Complete the following.
(1) Name the criteria that the passage on the Southern Resident orcas says the Fisheries Service weighed in deciding whether to list the orcas as Endangered.
(2) State whether each statement agrees with the passage on the Southern Resident orcas. Answer yes or no, and quote the words that decide it.
(a) The petition to list the orcas was filed on May 1, 2001.
(b) The Fisheries Service found that the orcas were not a discrete population.
(c) Brent Plater said fishery bycatch is affecting the Southern Residents.
(3) According to the passage on the Southern Resident orcas, under which statute did the Fisheries Service consider the "depleted" designation?
Segment Start: Passage provided
In response to the decline of the Southern Residents, the Center for Biological Diversity and 11 co-petitioners filed a petition to list the this orca group as “Endangered” under the ESA on May 1, 2001. The Fisheries Service reviewed the petition and on July 1, 2002 determined that this population of orcas was indeed a discrete population. NMFS also found that they were in danger of extinction. However, the agency determined that the whales didn’t meet a third criteria that the whales are “significant.”
Instead of listing the Southern Residents as Endangered, the Fisheries Service began considering if the Southern Residents are “depleted” under a different statute, the Marine Mammal Protection Act. However, depleted status cannot address the threats facing the Southern Residents.
“The ‘depleted’ designation will not be effective, because it is only useful to address threats such as unsustainable harvest levels and fishery bycatch. But we know that neither of these threats are impacting the Southern Residents,” said Brent Plater of the Center for Biological Diversity. “The Fisheries Service is using this as a way to deflect attention away from their inaction on salmon declines and the risks of a catastrophic oil spill, which even their own scientists agree directly threatens the long-term survival of these whales.”
Segment End: Passage provided
Segment Start: Data
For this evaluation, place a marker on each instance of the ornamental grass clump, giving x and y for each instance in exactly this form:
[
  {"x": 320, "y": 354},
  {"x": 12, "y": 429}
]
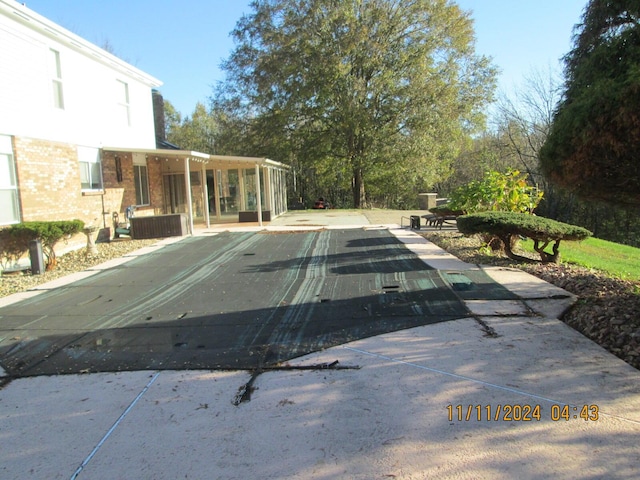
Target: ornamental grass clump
[{"x": 15, "y": 239}]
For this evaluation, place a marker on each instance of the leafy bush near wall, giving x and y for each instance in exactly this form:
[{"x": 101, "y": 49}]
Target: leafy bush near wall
[
  {"x": 508, "y": 226},
  {"x": 15, "y": 239}
]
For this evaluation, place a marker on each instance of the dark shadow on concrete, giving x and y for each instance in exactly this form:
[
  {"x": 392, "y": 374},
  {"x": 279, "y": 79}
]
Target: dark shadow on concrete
[{"x": 233, "y": 301}]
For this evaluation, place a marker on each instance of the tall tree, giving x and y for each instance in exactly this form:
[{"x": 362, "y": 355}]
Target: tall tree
[
  {"x": 197, "y": 132},
  {"x": 594, "y": 144},
  {"x": 379, "y": 89}
]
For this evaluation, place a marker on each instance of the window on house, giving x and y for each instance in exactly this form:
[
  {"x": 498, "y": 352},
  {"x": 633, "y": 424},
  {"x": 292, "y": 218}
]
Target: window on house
[
  {"x": 10, "y": 211},
  {"x": 90, "y": 168},
  {"x": 56, "y": 79},
  {"x": 141, "y": 179},
  {"x": 124, "y": 116}
]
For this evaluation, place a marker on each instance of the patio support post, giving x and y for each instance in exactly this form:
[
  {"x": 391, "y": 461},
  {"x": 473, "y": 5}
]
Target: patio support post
[
  {"x": 187, "y": 181},
  {"x": 205, "y": 194},
  {"x": 258, "y": 195}
]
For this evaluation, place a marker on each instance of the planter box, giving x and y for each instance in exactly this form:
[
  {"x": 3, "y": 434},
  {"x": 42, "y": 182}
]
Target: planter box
[
  {"x": 253, "y": 216},
  {"x": 159, "y": 226}
]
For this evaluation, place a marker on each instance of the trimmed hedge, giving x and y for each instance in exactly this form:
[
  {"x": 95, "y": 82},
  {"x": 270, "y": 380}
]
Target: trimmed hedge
[
  {"x": 507, "y": 226},
  {"x": 15, "y": 239}
]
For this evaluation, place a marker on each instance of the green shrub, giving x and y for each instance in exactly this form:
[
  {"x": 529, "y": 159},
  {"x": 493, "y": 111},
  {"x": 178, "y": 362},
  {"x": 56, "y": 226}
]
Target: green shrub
[
  {"x": 16, "y": 238},
  {"x": 508, "y": 226},
  {"x": 508, "y": 192}
]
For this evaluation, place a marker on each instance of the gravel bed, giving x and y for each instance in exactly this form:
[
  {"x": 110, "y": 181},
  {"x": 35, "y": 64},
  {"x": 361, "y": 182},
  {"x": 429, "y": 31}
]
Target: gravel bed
[
  {"x": 608, "y": 309},
  {"x": 71, "y": 262}
]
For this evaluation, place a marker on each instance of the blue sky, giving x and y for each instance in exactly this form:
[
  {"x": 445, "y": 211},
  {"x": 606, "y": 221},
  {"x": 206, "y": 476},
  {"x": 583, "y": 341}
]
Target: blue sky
[{"x": 182, "y": 42}]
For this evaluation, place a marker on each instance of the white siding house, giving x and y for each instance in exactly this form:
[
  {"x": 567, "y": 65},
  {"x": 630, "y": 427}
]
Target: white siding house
[
  {"x": 79, "y": 139},
  {"x": 54, "y": 85}
]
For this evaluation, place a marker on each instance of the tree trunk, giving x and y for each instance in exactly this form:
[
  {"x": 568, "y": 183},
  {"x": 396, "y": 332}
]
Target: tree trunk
[{"x": 357, "y": 186}]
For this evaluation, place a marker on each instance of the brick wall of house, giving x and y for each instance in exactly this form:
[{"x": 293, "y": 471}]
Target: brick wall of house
[
  {"x": 120, "y": 189},
  {"x": 49, "y": 182}
]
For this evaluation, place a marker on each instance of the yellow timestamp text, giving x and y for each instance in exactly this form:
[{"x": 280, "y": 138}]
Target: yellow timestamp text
[{"x": 522, "y": 413}]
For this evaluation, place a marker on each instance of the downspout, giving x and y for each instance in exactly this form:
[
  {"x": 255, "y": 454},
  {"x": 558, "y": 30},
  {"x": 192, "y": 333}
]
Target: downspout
[{"x": 258, "y": 195}]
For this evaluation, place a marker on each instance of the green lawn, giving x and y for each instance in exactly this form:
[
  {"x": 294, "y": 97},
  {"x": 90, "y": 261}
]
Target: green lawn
[{"x": 618, "y": 260}]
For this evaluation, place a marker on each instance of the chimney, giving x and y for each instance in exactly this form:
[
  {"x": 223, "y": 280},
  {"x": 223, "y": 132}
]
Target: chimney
[{"x": 158, "y": 116}]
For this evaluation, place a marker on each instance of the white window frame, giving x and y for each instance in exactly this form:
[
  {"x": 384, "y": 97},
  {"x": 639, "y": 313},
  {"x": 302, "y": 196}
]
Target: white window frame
[
  {"x": 90, "y": 166},
  {"x": 143, "y": 196},
  {"x": 123, "y": 106},
  {"x": 8, "y": 183},
  {"x": 57, "y": 90}
]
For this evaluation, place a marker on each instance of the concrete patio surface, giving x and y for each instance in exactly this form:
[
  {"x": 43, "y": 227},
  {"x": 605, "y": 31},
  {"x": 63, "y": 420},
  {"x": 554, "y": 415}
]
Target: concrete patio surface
[{"x": 498, "y": 394}]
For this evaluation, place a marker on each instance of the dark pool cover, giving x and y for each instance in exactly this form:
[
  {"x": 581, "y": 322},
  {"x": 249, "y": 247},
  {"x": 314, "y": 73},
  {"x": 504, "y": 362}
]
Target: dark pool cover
[{"x": 234, "y": 300}]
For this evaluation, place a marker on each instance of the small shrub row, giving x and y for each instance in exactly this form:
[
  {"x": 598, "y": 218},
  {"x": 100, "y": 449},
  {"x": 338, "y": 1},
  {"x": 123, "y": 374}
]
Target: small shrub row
[
  {"x": 509, "y": 226},
  {"x": 15, "y": 239}
]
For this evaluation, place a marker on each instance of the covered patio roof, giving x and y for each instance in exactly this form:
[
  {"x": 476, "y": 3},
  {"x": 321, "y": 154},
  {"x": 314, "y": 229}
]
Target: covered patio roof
[
  {"x": 200, "y": 157},
  {"x": 203, "y": 159}
]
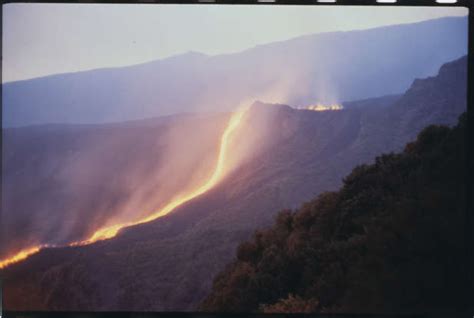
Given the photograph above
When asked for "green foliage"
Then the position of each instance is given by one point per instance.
(390, 240)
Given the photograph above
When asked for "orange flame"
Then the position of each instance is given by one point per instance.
(112, 230)
(321, 107)
(21, 255)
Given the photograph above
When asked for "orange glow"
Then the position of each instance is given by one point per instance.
(112, 230)
(320, 107)
(21, 255)
(219, 171)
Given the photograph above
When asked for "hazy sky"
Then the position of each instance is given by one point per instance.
(43, 39)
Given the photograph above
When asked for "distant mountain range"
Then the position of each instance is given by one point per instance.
(169, 264)
(327, 67)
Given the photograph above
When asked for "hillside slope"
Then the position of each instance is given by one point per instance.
(169, 264)
(273, 72)
(390, 240)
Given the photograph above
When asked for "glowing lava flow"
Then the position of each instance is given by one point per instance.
(320, 107)
(21, 255)
(111, 231)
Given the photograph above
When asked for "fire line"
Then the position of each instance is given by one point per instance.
(111, 231)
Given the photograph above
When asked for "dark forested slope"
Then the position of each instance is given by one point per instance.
(390, 240)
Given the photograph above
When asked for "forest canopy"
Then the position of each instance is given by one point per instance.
(391, 239)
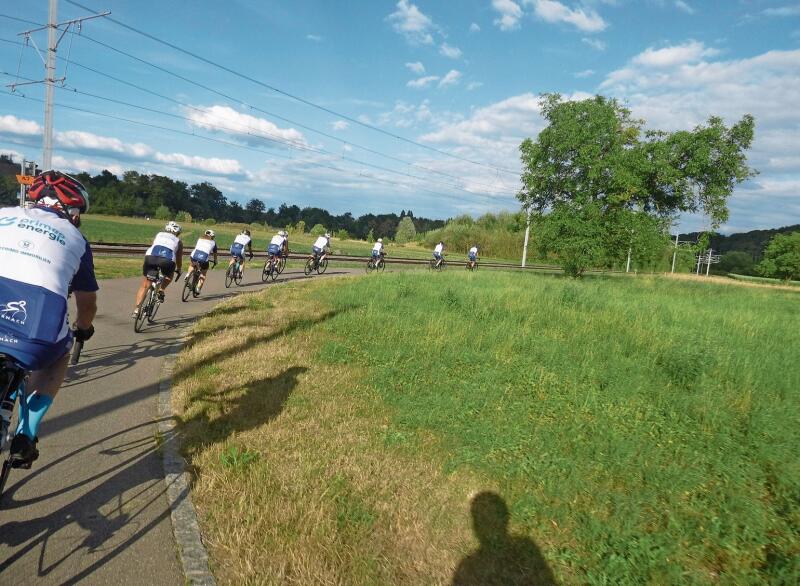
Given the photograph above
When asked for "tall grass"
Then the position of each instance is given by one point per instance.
(640, 430)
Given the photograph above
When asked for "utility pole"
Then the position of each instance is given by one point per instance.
(525, 245)
(49, 81)
(675, 253)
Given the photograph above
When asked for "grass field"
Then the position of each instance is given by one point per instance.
(118, 229)
(374, 430)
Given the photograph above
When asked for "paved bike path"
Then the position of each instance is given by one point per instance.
(93, 507)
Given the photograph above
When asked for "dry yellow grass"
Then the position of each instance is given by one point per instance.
(327, 501)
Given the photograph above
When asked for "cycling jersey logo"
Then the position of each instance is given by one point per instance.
(14, 311)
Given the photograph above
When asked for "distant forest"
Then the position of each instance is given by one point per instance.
(141, 195)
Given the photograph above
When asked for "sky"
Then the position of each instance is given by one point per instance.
(409, 104)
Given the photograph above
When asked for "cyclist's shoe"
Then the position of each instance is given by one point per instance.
(23, 451)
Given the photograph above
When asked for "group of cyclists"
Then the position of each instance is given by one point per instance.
(45, 259)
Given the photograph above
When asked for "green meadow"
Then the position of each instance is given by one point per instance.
(638, 430)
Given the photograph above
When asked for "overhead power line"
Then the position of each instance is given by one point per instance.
Segment End: Data
Solutions to the exercise.
(1)
- The population is discrete.
- The population is in danger of extinction.
- The whales are "significant."

(2)
(a) Yes: "filed a petition to list the this orca group as “Endangered” under the ESA on May 1, 2001"
(b) No: "determined that this population of orcas was indeed a discrete population"
(c) No: "we know that neither of these threats are impacting the Southern Residents"

(3) The Marine Mammal Protection Act.